◆ WORK REQUIRED
Output every line below exactly, please, omitting pictures.

Dataset excerpts:
* * * *

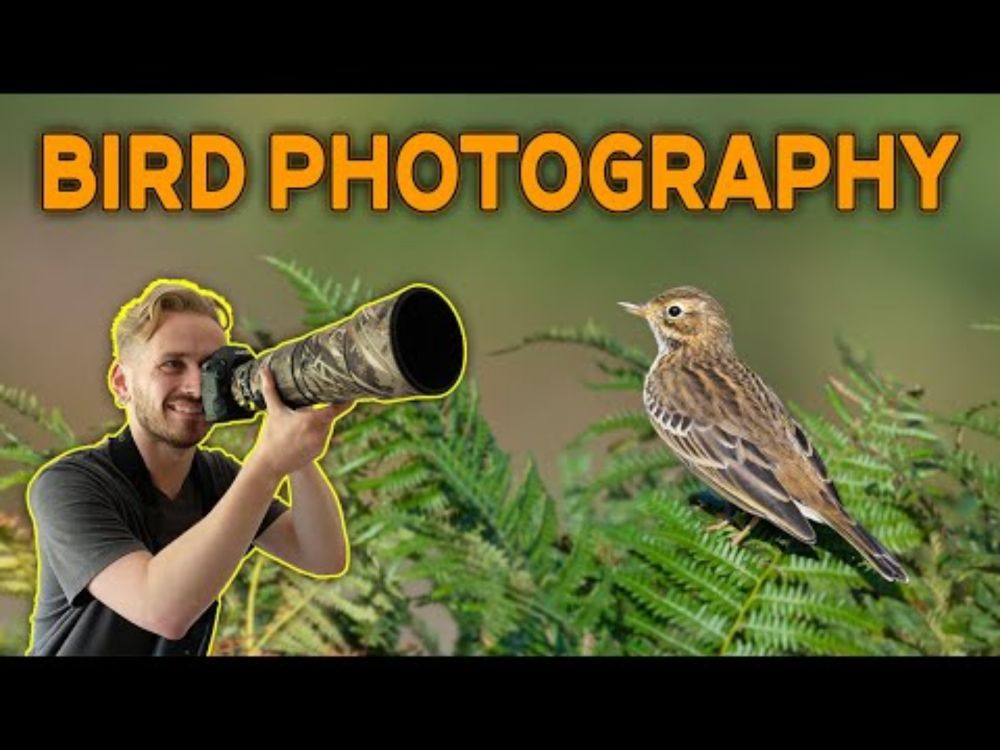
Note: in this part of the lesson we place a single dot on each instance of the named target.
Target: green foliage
(621, 561)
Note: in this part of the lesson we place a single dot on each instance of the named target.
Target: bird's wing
(731, 454)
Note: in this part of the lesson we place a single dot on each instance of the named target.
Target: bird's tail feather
(872, 550)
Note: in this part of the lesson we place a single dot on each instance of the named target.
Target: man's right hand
(291, 438)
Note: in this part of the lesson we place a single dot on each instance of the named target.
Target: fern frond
(324, 301)
(27, 405)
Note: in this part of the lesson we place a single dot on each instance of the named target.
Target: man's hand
(292, 438)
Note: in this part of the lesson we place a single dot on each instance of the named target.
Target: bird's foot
(740, 536)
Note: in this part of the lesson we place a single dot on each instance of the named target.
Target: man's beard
(182, 434)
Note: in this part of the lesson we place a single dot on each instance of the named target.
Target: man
(139, 534)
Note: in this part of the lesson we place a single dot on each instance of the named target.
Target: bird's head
(685, 316)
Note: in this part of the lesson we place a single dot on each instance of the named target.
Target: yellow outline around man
(139, 534)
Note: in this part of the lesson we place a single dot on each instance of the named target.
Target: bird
(734, 433)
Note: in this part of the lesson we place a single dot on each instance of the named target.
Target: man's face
(161, 379)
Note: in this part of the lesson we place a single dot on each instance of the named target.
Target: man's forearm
(187, 575)
(319, 525)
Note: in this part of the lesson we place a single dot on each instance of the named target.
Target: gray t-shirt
(91, 508)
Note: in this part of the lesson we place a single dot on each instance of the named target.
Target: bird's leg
(726, 521)
(739, 537)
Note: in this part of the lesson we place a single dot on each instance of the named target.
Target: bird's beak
(639, 310)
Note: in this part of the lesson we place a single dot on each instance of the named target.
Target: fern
(324, 301)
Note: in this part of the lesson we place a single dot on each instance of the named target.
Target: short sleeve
(79, 530)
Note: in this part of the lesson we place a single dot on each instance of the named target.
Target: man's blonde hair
(139, 318)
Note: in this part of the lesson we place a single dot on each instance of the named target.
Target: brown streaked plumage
(733, 432)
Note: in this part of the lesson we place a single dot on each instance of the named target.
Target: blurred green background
(904, 285)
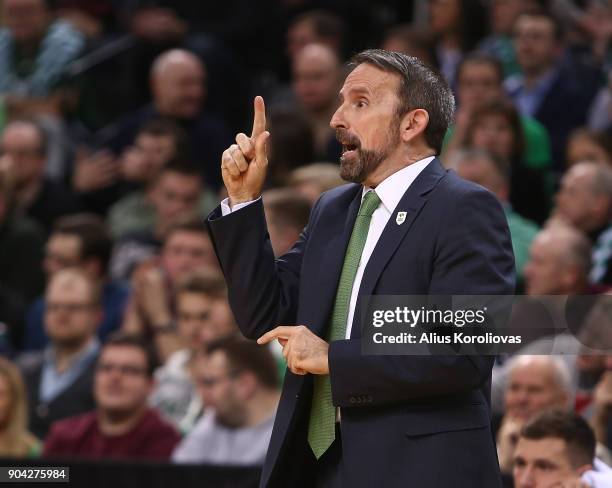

* * * *

◆ FINAL ANSWER
Note: in this part of the lesson we place a single dot on each instance of the named target.
Target: green foliage
(621, 561)
Note: in this part of the lesson we place a single dot on each instance of the named target.
Target: bird's wing
(731, 454)
Note: in this part of the lesson we place a single dot on each instance of the named target.
Target: bird's tail feather
(872, 550)
Note: in this part of the lesson we place a single dot on each instance of the named target.
Target: man's right hand
(291, 438)
Note: in this part of the lesson we place a single dot on each instance of the named target.
Target: fern frond
(324, 301)
(27, 405)
Note: in this part of the lesson we place a single dot on each instance of the named target.
Target: man's hand
(292, 438)
Note: in this part of the lesson we place a single dot on each instance of the named target.
Target: bird's foot
(740, 536)
Note: in this part of the lesson we place a single dot on each instance of the named target.
Target: man's beard
(182, 434)
Note: in this part of the lesson we place a single dot on each instance of the named target.
Target: man
(139, 534)
Note: in this part of the lesson we place a single dot on each instance of the named target.
Target: bird's head
(685, 316)
Note: in this part of the lesson we place a single dot on each instance of the named target.
Target: yellow outline around man
(139, 534)
Note: in this part of the lesson we place a single dot on each instance of the named target.
Target: bird
(734, 433)
Note: in this part of the lesson we place a single dot on each instance of the named target.
Target: man's face
(161, 379)
Note: in this part of the lesson we place a single dot on each instance of the named target.
Target: man's forearm
(187, 575)
(319, 525)
Note: in this part of the lesson we place a single dot on each instance of the named target.
Target: gray t-shirt
(91, 508)
Note: in this part of the lesson we place a single dot on each instance of the named target.
Target: bird's leg
(726, 521)
(739, 537)
Note: in this part of the lesson we place a single dot on each instance of the named target.
Target: bird's beak
(639, 310)
Note: in this part of the lesson we place a single dot on each instance of the named target.
Target: fern
(324, 301)
Note: in this part of the lesson we place a single dot on each instance of the named target.
Target: short sleeve
(79, 530)
Note: in this part of the lesson we place a single dot on each instance of the named target.
Target: man's blonde hair
(139, 318)
Note: in this part of the lesson we place a single dot on each instance of the named target.
Target: brown streaked plumage
(733, 432)
Note: in this part of the lesson we place a single dot on each instance of the named target.
Target: blurred green background
(904, 285)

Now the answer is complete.